# WHAT IS REQUIRED
Copy the items from the line with "of the group" up to and including the line with "pixel 121 243", switching "lake" to "pond" and keeping everything else the same.

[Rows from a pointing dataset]
☆ ☆ ☆
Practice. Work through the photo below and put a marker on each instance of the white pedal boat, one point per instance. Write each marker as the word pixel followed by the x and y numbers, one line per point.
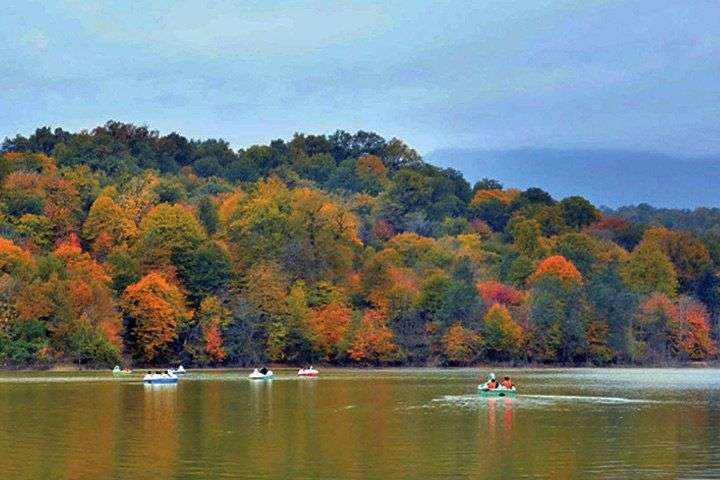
pixel 308 372
pixel 178 371
pixel 159 378
pixel 261 375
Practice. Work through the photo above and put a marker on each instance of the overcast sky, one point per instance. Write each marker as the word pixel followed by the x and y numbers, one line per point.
pixel 639 75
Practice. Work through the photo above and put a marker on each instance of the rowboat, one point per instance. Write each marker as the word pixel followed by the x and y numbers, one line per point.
pixel 496 392
pixel 263 374
pixel 159 378
pixel 308 372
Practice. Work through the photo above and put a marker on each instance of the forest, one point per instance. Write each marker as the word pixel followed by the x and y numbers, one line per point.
pixel 119 245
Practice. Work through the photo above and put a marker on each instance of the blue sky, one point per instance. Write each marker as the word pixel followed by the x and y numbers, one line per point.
pixel 632 74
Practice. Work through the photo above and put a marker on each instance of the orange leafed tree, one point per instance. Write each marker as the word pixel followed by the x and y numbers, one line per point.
pixel 503 336
pixel 157 307
pixel 374 340
pixel 329 325
pixel 689 331
pixel 13 259
pixel 214 343
pixel 559 267
pixel 496 292
pixel 461 345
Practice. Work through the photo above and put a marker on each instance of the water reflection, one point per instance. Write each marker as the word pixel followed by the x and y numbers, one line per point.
pixel 358 425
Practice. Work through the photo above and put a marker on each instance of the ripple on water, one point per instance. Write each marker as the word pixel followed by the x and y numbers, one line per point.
pixel 529 401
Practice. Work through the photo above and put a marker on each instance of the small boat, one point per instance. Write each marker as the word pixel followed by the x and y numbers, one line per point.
pixel 308 372
pixel 496 392
pixel 178 371
pixel 160 378
pixel 262 374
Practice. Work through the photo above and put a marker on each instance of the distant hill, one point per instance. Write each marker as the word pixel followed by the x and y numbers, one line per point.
pixel 606 177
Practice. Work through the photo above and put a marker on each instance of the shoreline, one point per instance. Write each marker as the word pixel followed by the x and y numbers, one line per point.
pixel 283 366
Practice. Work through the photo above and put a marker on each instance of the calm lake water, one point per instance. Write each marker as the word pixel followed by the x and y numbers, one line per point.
pixel 361 424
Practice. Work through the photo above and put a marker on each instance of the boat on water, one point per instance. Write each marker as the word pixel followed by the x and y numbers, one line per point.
pixel 496 392
pixel 160 378
pixel 308 372
pixel 492 388
pixel 178 371
pixel 262 374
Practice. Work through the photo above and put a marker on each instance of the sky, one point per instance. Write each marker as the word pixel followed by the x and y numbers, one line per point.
pixel 602 74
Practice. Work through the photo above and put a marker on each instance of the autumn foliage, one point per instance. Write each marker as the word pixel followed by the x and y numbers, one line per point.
pixel 157 308
pixel 120 244
pixel 557 267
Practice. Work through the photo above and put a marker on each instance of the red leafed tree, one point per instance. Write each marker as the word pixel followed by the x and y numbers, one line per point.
pixel 461 345
pixel 559 267
pixel 374 340
pixel 214 343
pixel 329 325
pixel 495 292
pixel 689 331
pixel 157 307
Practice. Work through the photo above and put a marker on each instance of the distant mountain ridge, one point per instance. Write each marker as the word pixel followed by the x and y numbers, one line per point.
pixel 612 178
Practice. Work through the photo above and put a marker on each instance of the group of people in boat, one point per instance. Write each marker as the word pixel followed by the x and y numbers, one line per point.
pixel 493 384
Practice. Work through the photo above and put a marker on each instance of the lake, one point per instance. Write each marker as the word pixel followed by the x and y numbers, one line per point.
pixel 362 424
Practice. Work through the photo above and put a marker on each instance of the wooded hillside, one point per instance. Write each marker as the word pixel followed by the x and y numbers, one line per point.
pixel 121 243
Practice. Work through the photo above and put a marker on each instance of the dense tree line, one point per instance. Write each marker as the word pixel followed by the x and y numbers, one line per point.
pixel 120 243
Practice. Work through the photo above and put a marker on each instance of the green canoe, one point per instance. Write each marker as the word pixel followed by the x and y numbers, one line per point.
pixel 497 392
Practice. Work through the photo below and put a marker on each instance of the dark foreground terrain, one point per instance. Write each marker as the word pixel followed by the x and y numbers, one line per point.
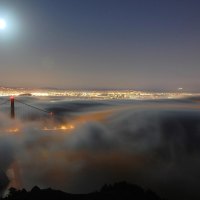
pixel 120 190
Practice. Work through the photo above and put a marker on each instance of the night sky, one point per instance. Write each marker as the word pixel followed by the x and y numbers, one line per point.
pixel 130 44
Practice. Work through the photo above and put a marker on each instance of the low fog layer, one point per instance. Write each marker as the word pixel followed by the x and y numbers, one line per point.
pixel 153 144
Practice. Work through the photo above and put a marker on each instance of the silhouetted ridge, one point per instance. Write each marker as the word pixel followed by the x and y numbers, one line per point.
pixel 121 190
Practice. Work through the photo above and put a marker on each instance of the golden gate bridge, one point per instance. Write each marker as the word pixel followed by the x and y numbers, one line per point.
pixel 16 107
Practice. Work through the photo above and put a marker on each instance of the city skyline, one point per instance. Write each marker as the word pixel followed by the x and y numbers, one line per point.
pixel 119 44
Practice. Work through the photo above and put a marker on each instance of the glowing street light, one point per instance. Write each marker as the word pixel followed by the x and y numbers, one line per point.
pixel 2 24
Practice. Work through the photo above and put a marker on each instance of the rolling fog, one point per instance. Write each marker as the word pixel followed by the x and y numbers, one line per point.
pixel 151 143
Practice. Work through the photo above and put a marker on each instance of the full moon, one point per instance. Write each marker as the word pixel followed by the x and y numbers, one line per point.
pixel 2 24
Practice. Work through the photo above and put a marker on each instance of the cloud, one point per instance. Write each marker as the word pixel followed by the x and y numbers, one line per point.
pixel 157 148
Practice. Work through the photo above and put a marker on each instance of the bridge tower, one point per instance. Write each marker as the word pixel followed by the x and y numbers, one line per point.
pixel 12 107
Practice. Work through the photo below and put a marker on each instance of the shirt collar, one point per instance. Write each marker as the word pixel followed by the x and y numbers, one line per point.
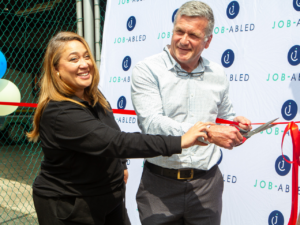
pixel 171 62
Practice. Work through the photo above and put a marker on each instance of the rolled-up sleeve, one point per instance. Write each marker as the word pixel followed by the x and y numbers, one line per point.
pixel 226 110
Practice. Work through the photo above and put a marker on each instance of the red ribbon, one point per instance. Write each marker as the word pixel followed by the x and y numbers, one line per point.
pixel 291 126
pixel 295 134
pixel 31 105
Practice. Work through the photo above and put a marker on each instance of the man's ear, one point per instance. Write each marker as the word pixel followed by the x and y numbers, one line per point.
pixel 208 41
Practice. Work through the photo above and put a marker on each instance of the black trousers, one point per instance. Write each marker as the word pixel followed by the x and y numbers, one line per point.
pixel 95 210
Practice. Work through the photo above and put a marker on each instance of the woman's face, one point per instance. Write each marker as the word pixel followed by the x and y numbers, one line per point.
pixel 75 66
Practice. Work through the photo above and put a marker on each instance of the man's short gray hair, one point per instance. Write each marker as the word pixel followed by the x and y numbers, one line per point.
pixel 199 9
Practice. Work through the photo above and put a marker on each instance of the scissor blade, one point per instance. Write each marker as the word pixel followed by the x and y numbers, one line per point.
pixel 261 128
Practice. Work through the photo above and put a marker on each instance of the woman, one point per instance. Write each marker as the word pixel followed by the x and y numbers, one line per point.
pixel 81 179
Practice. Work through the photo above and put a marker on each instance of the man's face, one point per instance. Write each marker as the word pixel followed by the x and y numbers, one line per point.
pixel 188 40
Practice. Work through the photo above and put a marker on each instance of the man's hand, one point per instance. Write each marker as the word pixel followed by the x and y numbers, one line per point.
pixel 244 123
pixel 224 136
pixel 125 176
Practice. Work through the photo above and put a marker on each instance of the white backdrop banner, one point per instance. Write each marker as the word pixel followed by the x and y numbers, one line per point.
pixel 258 43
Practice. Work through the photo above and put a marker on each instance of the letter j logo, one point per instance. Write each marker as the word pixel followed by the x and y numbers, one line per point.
pixel 227 58
pixel 233 9
pixel 294 55
pixel 296 4
pixel 289 110
pixel 276 218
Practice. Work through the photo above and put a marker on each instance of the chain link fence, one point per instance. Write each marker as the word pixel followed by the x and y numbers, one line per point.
pixel 26 27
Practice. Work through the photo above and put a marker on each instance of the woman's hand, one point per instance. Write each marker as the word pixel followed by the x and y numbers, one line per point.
pixel 125 176
pixel 190 138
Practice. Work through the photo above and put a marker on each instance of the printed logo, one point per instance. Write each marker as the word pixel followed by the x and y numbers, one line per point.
pixel 121 103
pixel 289 110
pixel 126 63
pixel 131 22
pixel 276 218
pixel 174 14
pixel 221 157
pixel 227 58
pixel 294 55
pixel 233 9
pixel 296 4
pixel 281 166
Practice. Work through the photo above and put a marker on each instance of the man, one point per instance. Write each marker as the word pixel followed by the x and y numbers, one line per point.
pixel 171 91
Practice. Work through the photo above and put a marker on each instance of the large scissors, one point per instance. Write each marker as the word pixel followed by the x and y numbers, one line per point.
pixel 247 134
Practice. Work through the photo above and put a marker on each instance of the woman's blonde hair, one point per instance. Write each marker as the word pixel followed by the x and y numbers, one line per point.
pixel 53 88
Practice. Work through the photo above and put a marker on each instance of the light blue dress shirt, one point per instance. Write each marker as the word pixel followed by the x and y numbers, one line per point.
pixel 169 104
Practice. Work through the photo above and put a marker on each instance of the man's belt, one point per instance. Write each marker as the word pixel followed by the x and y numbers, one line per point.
pixel 180 174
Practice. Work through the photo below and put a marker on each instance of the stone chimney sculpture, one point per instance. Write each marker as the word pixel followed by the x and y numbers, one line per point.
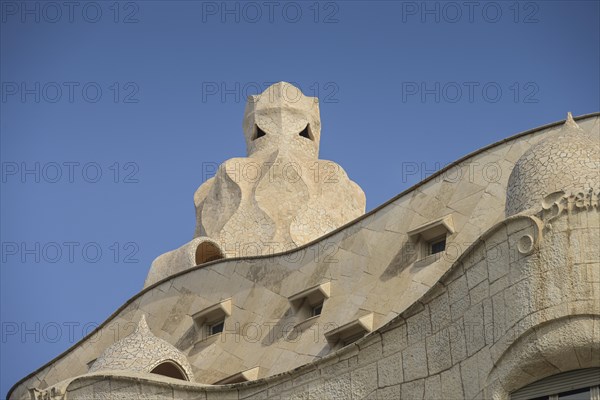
pixel 279 197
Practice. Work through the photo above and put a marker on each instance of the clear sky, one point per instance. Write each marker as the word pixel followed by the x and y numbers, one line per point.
pixel 112 114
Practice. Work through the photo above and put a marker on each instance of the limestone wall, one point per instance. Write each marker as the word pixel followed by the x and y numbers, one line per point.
pixel 371 266
pixel 486 329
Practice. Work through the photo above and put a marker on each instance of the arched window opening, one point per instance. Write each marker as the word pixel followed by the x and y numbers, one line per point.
pixel 581 384
pixel 169 369
pixel 207 251
pixel 305 133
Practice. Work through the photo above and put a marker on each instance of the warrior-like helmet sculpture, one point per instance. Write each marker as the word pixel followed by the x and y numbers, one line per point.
pixel 278 197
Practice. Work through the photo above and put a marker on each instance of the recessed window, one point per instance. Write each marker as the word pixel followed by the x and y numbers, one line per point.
pixel 309 302
pixel 305 133
pixel 259 132
pixel 211 320
pixel 316 310
pixel 351 339
pixel 216 327
pixel 437 245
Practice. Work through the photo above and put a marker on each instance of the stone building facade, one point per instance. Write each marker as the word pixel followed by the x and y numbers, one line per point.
pixel 482 281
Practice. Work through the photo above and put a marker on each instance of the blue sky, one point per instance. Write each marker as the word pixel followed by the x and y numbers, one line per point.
pixel 111 114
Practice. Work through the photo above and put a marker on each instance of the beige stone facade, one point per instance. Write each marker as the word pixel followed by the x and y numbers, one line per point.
pixel 475 283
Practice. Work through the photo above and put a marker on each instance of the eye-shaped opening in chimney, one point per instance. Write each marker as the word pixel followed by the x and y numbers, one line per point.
pixel 306 132
pixel 258 132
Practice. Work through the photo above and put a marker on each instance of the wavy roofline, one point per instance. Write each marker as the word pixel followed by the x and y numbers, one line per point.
pixel 306 245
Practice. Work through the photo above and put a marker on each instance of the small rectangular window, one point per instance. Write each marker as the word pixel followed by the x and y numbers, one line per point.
pixel 316 310
pixel 437 246
pixel 216 327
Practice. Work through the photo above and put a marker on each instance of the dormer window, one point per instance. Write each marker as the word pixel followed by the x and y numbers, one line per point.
pixel 211 320
pixel 216 327
pixel 431 237
pixel 258 132
pixel 305 133
pixel 316 310
pixel 309 302
pixel 437 245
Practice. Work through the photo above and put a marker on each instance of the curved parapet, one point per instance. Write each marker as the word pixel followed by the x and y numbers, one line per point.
pixel 198 251
pixel 428 310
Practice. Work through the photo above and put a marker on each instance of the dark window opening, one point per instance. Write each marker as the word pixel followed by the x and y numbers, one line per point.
pixel 579 394
pixel 317 309
pixel 437 246
pixel 352 339
pixel 259 133
pixel 207 251
pixel 305 133
pixel 169 369
pixel 216 327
☆ ☆ ☆
# THE OUTPUT
Practice. Work through the photo above and put a marker on each instance of the group of people in boat, one point per instance. Write each marker as the word pixel followed by the x and y numbers, one line per point.
pixel 493 384
Practice. Work through the photo above and put a marker on each instance of the pond, one point per instance. Write each marker as the word pixel followed by the x and y numbers, one line per point.
pixel 362 424
Practice. Work through the photo above and put a marker on each instance of the wooded hillside, one point per instance. Write each marker as the word pixel followed by the x and y numbers, one line per point.
pixel 121 243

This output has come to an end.